[Object position labeling entries]
· · · · · · ·

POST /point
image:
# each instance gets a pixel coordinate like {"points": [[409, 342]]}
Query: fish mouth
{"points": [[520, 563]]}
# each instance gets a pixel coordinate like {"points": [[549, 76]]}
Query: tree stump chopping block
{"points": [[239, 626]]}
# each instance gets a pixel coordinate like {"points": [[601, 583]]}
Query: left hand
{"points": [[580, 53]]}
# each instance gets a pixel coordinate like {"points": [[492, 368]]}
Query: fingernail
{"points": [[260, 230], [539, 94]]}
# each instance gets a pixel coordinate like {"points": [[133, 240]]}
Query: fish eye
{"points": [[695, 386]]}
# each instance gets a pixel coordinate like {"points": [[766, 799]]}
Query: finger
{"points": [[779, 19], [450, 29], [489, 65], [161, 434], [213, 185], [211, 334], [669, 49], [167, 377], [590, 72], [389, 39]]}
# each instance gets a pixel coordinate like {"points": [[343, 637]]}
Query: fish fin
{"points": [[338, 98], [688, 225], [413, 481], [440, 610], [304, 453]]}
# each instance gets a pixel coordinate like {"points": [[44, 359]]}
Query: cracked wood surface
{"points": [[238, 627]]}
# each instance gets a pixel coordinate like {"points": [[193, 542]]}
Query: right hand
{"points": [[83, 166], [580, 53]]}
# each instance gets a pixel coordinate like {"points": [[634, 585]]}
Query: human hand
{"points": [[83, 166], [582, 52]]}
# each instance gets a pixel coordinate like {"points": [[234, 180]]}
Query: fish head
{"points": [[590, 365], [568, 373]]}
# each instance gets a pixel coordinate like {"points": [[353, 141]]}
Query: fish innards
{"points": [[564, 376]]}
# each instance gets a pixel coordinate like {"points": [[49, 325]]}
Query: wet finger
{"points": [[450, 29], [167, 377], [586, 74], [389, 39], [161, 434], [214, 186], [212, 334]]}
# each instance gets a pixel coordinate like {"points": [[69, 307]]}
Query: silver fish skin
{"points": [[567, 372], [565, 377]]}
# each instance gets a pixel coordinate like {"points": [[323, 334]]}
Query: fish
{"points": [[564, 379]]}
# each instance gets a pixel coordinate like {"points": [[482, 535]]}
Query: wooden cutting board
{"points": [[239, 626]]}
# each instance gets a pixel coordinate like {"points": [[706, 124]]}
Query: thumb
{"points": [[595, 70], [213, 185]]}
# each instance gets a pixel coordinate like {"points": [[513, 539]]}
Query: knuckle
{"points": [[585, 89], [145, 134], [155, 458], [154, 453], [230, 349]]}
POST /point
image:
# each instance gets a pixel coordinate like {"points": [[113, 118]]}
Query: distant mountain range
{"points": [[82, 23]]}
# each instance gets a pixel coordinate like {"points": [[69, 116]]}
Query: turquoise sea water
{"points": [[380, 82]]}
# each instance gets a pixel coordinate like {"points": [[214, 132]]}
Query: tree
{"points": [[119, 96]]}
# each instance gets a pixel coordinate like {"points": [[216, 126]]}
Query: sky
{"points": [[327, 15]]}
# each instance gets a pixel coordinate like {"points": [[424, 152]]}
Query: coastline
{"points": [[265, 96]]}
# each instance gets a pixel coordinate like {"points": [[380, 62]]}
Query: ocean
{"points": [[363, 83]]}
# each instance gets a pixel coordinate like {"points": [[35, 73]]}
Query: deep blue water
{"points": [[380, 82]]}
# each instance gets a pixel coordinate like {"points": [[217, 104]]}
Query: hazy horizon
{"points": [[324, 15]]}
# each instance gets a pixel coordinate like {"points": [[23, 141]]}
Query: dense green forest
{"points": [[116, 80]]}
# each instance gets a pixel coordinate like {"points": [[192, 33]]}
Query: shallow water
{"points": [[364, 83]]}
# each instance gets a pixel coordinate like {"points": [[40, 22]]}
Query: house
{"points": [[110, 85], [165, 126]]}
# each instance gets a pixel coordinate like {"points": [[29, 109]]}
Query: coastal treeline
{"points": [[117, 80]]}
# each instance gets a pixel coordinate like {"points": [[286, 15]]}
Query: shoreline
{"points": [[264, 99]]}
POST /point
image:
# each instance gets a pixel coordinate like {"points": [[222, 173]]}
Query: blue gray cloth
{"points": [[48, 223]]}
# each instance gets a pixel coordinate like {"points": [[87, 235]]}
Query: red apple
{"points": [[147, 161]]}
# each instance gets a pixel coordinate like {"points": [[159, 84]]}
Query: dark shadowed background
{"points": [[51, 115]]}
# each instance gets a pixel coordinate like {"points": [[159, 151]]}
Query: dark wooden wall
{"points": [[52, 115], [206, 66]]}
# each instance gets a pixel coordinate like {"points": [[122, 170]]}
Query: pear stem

· · · · · · ·

→ **Stated exercise**: Copy every record exactly as presented.

→ **Task response**:
POST /point
image:
# each instance gets a pixel coordinate like {"points": [[409, 342]]}
Query: fish mouth
{"points": [[520, 563]]}
# each instance gets a pixel coordinate like {"points": [[549, 76]]}
Query: tree stump chopping block
{"points": [[239, 626]]}
# each instance gets a pixel coordinate like {"points": [[601, 583]]}
Query: left hand
{"points": [[580, 53]]}
# each instance gets a pixel coordinate like {"points": [[492, 368]]}
Query: fingernail
{"points": [[260, 230], [539, 94]]}
# each instance gets a pixel coordinate like {"points": [[133, 240]]}
Query: fish eye
{"points": [[695, 386]]}
# each instance gets a pixel coordinate like {"points": [[766, 799]]}
Query: finger
{"points": [[779, 19], [450, 29], [489, 65], [161, 434], [213, 185], [211, 334], [669, 49], [167, 377], [590, 72], [389, 39]]}
# each instance gets a pixel coordinate like {"points": [[343, 637]]}
Query: fish fin
{"points": [[338, 98], [688, 225], [413, 481], [440, 610], [304, 453]]}
# each instance gets a pixel coordinate like {"points": [[44, 359]]}
Query: cracked wood surface
{"points": [[238, 627]]}
# each instance gets a pixel coordinate like {"points": [[193, 542]]}
Query: right hand
{"points": [[83, 166], [580, 53]]}
# each instance gets a pixel coordinate like {"points": [[634, 585]]}
Query: human hand
{"points": [[83, 166], [582, 52]]}
# each instance gets a pixel coordinate like {"points": [[234, 180]]}
Query: fish head
{"points": [[590, 365], [568, 373]]}
# each instance gets a pixel coordinate like {"points": [[353, 141]]}
Query: fish innards
{"points": [[564, 376]]}
# each instance gets a pixel coordinate like {"points": [[49, 325]]}
Query: wet finger
{"points": [[450, 29], [167, 377], [586, 74], [389, 39], [161, 434], [214, 186], [212, 334]]}
# each instance gets a pixel coordinate like {"points": [[69, 307]]}
Query: silver fish skin
{"points": [[567, 372], [565, 377]]}
# each instance gets a pixel coordinate like {"points": [[323, 334]]}
Query: fish
{"points": [[564, 379]]}
# each instance gets a pixel coordinate like {"points": [[482, 535]]}
Query: wooden cutting board
{"points": [[239, 626]]}
# each instance gets a pixel coordinate like {"points": [[706, 124]]}
Query: thumb
{"points": [[595, 70], [213, 185]]}
# each instance gets a pixel coordinate like {"points": [[513, 539]]}
Query: knuckle
{"points": [[585, 89], [145, 134], [155, 458], [154, 453], [230, 349]]}
POST /point
image:
# each instance gets a pixel coordinate like {"points": [[113, 118]]}
Query: distant mountain range
{"points": [[82, 23]]}
# each instance gets a pixel coordinate like {"points": [[69, 116]]}
Query: turquoise sea water
{"points": [[380, 82]]}
# each instance gets a pixel coordinate like {"points": [[214, 132]]}
Query: tree
{"points": [[119, 96]]}
# each instance gets a pixel coordinate like {"points": [[216, 126]]}
Query: sky
{"points": [[327, 15]]}
# each instance gets a pixel coordinate like {"points": [[424, 152]]}
Query: coastline
{"points": [[265, 96]]}
# each instance gets a pixel coordinate like {"points": [[380, 62]]}
Query: ocean
{"points": [[363, 83]]}
# each instance gets a pixel coordinate like {"points": [[35, 73]]}
Query: deep blue water
{"points": [[380, 82]]}
# each instance gets a pixel coordinate like {"points": [[217, 104]]}
Query: hazy horizon
{"points": [[324, 15]]}
# each instance gets a pixel coordinate like {"points": [[23, 141]]}
Query: dense green forest
{"points": [[116, 80]]}
# each instance gets a pixel coordinate like {"points": [[192, 33]]}
Query: shallow water
{"points": [[364, 83]]}
# each instance gets a pixel coordinate like {"points": [[40, 22]]}
Query: house
{"points": [[110, 85], [165, 126]]}
# each instance gets a pixel coordinate like {"points": [[29, 109]]}
Query: coastal treeline
{"points": [[117, 80]]}
# each instance gets a pixel coordinate like {"points": [[286, 15]]}
Query: shoreline
{"points": [[264, 99]]}
POST /point
image:
# each instance gets a pixel coordinate like {"points": [[222, 173]]}
Query: blue gray cloth
{"points": [[48, 223]]}
# each instance gets a pixel coordinate like {"points": [[87, 235]]}
Query: red apple
{"points": [[147, 161]]}
# each instance gets a pixel coordinate like {"points": [[159, 84]]}
Query: dark shadowed background
{"points": [[51, 115]]}
# each instance gets a pixel coordinate like {"points": [[159, 151]]}
Query: dark wooden wall
{"points": [[52, 115], [206, 66]]}
# each instance gets a pixel coordinate like {"points": [[122, 170]]}
Query: pear stem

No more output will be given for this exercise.